Natural-language object grounding data

++++++++++

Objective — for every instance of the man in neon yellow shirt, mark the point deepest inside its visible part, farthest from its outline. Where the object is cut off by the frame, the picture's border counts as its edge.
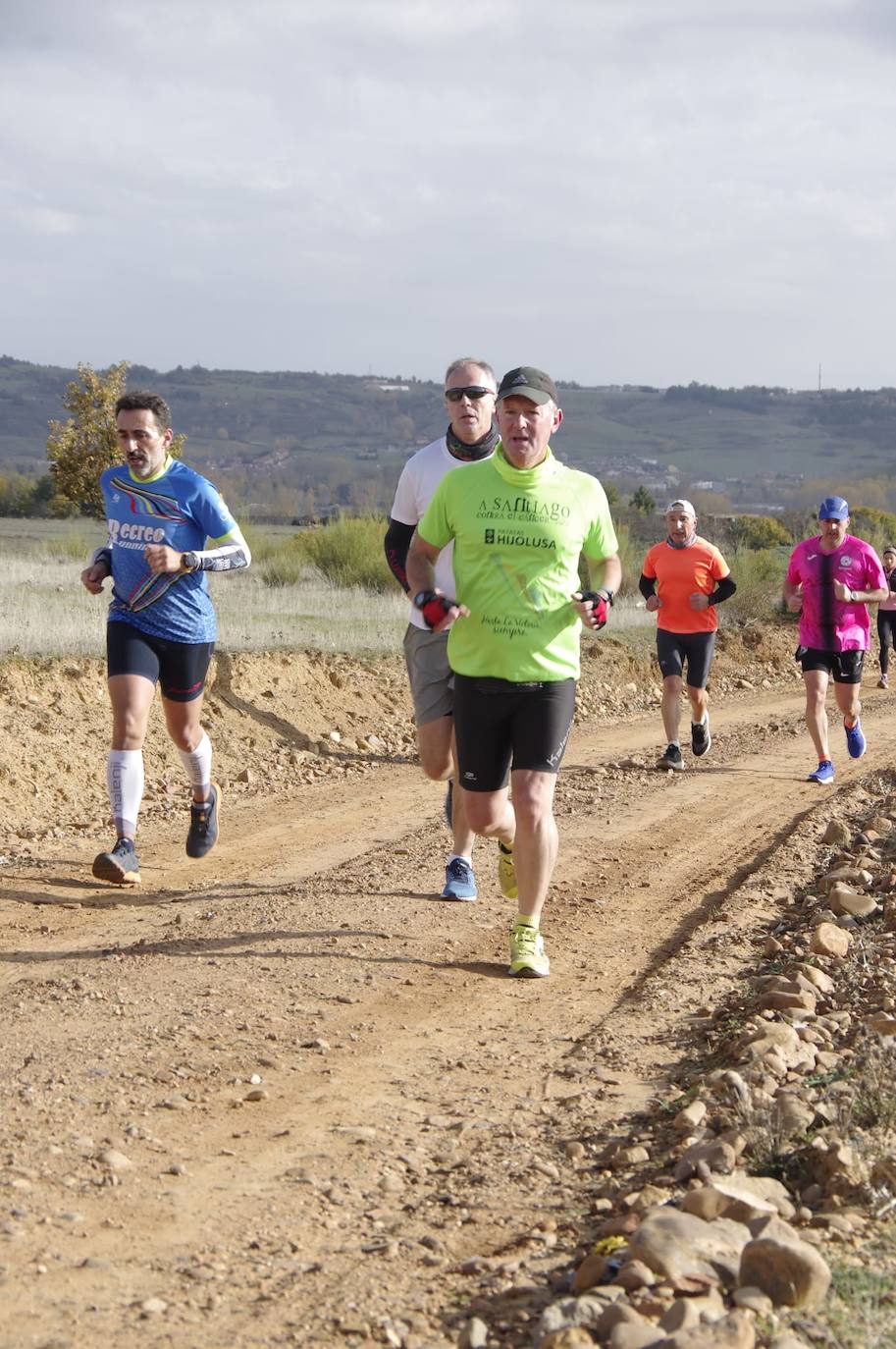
(520, 522)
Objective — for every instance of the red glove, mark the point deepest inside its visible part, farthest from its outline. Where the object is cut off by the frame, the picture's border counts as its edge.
(600, 607)
(434, 607)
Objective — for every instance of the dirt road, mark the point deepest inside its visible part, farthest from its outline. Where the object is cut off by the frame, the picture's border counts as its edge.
(287, 1097)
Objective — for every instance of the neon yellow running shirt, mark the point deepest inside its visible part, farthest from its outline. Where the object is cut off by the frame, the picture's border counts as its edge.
(518, 534)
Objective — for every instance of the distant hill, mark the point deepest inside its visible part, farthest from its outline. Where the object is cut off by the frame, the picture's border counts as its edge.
(291, 443)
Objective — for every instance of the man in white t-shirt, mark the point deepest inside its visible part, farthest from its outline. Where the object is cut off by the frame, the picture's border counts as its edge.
(470, 401)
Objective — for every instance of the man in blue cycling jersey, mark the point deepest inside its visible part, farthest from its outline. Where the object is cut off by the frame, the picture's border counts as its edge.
(161, 624)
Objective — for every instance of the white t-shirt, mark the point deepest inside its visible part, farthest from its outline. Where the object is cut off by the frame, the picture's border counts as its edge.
(418, 480)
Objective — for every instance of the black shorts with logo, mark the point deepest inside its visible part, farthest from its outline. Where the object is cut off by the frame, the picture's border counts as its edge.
(180, 668)
(502, 726)
(675, 649)
(844, 667)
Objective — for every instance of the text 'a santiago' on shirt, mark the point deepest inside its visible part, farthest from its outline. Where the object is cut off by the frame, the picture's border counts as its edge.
(518, 534)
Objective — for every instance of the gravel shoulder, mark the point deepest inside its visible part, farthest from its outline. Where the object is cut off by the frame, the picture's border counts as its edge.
(284, 1096)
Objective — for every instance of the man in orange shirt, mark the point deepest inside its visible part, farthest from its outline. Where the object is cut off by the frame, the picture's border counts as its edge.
(683, 579)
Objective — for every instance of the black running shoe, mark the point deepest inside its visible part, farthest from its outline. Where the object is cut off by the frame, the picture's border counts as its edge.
(119, 866)
(202, 836)
(701, 738)
(672, 758)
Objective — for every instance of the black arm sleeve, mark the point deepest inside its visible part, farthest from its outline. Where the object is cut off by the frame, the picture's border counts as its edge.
(723, 590)
(396, 543)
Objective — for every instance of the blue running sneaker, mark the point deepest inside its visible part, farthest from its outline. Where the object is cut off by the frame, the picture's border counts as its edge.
(460, 884)
(856, 742)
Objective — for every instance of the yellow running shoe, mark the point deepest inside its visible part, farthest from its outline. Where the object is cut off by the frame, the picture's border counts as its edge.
(506, 872)
(526, 952)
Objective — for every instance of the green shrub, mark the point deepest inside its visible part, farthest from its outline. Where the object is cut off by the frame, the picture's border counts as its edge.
(349, 552)
(760, 580)
(75, 545)
(283, 569)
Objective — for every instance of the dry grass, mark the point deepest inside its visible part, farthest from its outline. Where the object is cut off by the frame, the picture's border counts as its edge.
(46, 612)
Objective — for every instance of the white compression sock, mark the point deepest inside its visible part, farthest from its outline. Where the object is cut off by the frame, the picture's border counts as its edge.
(125, 782)
(198, 764)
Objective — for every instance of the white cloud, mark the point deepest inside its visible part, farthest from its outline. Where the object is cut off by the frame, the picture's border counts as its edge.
(623, 189)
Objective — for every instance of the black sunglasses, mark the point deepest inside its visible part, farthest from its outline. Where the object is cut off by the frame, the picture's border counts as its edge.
(472, 392)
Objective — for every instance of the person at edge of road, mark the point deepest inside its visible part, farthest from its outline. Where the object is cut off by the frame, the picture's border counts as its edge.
(161, 623)
(887, 616)
(683, 580)
(830, 581)
(520, 522)
(470, 403)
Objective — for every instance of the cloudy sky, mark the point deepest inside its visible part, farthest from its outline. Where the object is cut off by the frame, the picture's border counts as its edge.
(617, 190)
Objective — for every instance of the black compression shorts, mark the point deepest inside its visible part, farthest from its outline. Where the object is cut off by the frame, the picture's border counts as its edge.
(673, 649)
(180, 668)
(501, 725)
(844, 667)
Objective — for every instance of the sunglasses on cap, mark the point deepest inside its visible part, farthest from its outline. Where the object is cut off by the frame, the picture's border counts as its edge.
(472, 392)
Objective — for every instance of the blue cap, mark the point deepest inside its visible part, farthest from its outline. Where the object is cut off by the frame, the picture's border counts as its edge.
(833, 508)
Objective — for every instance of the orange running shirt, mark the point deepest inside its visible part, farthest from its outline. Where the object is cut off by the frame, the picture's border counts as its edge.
(679, 572)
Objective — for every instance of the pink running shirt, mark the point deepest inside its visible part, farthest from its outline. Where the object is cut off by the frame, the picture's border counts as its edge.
(828, 623)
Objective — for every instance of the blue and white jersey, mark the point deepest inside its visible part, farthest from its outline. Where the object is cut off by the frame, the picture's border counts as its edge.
(177, 508)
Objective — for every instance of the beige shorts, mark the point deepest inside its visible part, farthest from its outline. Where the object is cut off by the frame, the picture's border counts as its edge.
(432, 678)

++++++++++

▸ **PROBLEM REQUIREMENTS**:
Output the records above exactly, omitting the pictures.

▸ **WORKED SOLUTION**:
Objective — for every instance of the man in neon yellow shirt, mark the point deepest inside its visible part, farthest from its outline. Where the object is cut off by the frame, the picture's border counts as its edge.
(520, 522)
Objective — for every instance of the red glove, mark the point deepest inside its visible part, farthest from its outline. Where the object is cut off by the frame, the picture's border counts as its edge.
(600, 607)
(434, 607)
Objective — for every instance of the dirt road, mark the point deepest inside its visible part, farthest from its outline. Where the object is cut off by the frame, the picture's border counts as its edge.
(287, 1097)
Objective — for every instance of the neon yellow running shirt, mark the point deepest inside its visible part, farthest from its outline. Where the object is cut off by the frame, the picture's border counts as its edge.
(518, 534)
Objective — for every instance of the distant hill, mark the point deepest inside its visible part, farthest from its outline. Where the object is cut off by the frame, the picture's border counts as its edge.
(291, 443)
Objective — for every instance of the man in white t-shirt, mark the point deepest inside its visible part, farthest from its outline. Where the object is cut off by the frame, the picture's border counts as its edge.
(470, 401)
Objective — for every instance of the man in blue cycling jersey, mark the point deepest inside its visible part, farthest from its outline. Where the object is cut off by the frame, the picture's border counts as its edge.
(161, 624)
Objective — for every instance of the white t-shirt, mark the point deepest inside its visible part, farthest from its outline. Where the object is cut off by the frame, the picture's border counts as its edge.
(418, 480)
Objective — for every instance of the black shorts with logo, mark the point deepest inside its visible part, farthest from its outline. Where the object is cut off by the frame, the picture's border counts as its edge.
(180, 668)
(502, 726)
(675, 649)
(844, 667)
Objective — for every instance of the text 'a santiago' on shirt, mark the point deepest inside its visible part, farthest from its outline. Where the object is cut off by the frame, the picture's border counts as its edge.
(518, 534)
Objective — for every instance of the gravel shoulder, mark the point deepest inside its visible part, farthest from its outline. Where the object is cut off by the frame, the picture's border counts as its edge.
(284, 1096)
Objective — for every instance of the man in orange shirt, mark the point deepest inside its visible part, farthest from its outline. Where the object is cut off by the frame, the picture's border counts as its edge.
(683, 579)
Objective — for every instance of the black running shoe, mark the point deepest inside its visible part, farthest from its outline. Where the object is cut off by the frame, the picture's border counts as its edge.
(119, 866)
(202, 836)
(701, 738)
(672, 758)
Objective — for every instance of the black arm sleeve, mark the point deepest inside its visible part, farthest from its outline. Where the object is cut off by the frame, the picture's border counts as its edge.
(723, 590)
(396, 543)
Objective — for every instance of the blue running sneaker, mark the point deepest inside its visible part, farthest from its outline. Where the object is cut off by the frame, the picture's border counts as its edge.
(460, 884)
(856, 742)
Objective — for every instance of the yellow running shoe, mark the point deepest inside its visible part, farthest from its outline. Where the object is cut off by the frame, the picture's border counts as its edge.
(506, 872)
(526, 952)
Objective — for every instance of the green shrub, mark the point deepest inside its visible part, farthest from its outline. Where the object is cut off by the frame, the picture's border counts as its edge.
(349, 552)
(760, 580)
(75, 545)
(283, 569)
Objective — for every instance of the dry grass, mark the point deepest inside its visible part, farthest from its outline. Where the object is cut off by the frame, the picture's border counts as its edge.
(46, 612)
Objective — for every instance of the white compression sock, mark the point deepest inside its visible part, farthest from its outline. Where the object is cut off by the frame, the picture's border counts as its edge.
(125, 782)
(198, 764)
Objective — for every instance of the white cloud, mark the point deepest inside its visible part, farthest from its outline. Where the object is cut off by the frame, the picture's border counts as its edge.
(623, 189)
Objective — for every instance of the black sunglasses, mark the point deepest inside its visible part, farthest from its outline. Where the object is cut off by the frame, the picture's border counts as its edge.
(472, 392)
Objective — for every instance of the person at edge of road, mark the point deepest inside its visible part, farthest from its outline. Where the object is cut off by the frame, the picture's border counts as its edge.
(161, 623)
(887, 616)
(683, 580)
(830, 581)
(520, 522)
(470, 403)
Objective — for every instance of the cloudy sky, mark the point deepest inside its visible part, farthest from its outline. Where the object is cut off by the frame, the picture's border counts as its edge.
(617, 190)
Objective — for every instance of the black compression shorts, mark the point deepest inside its visible part, farthest from its outline. Where the object is cut off by the frame, the picture's border counts as its edge.
(673, 649)
(180, 668)
(501, 725)
(844, 667)
Objective — for every instance of the sunglasses on cap, mark the point deepest inside its visible part, farthest from its outline. Where the object is cut off by the frame, the picture's border counts as its edge.
(472, 392)
Objective — for every instance of the blue cap, mark the point deepest inside its visible part, farthest from its outline. Where the object is cut off by the frame, the picture's border counts as its edge.
(833, 508)
Objective — for every instance of the orange running shirt, mark the point deepest inside its visible part, farthest from its outline. Where the object is cut off by the frame, the picture's border counts as its edge.
(679, 572)
Objective — for every instance of the pink running shirt, mark the point deepest inside its visible part, farthest from its outline. Where the object is cut off by the frame, the picture's border counts as its edge.
(828, 623)
Objective — for every instance of the blue and white jersey, mark the point deepest inside its visible part, farthest from its outline. Where the object is cut off by the frame, the picture's border counts as its edge.
(177, 508)
Objective — for every instance of the beige shorts, mark the point deepest inside its visible part, farthest from its outline. Where the object is cut off by the frame, the picture's border counts as its edge.
(432, 678)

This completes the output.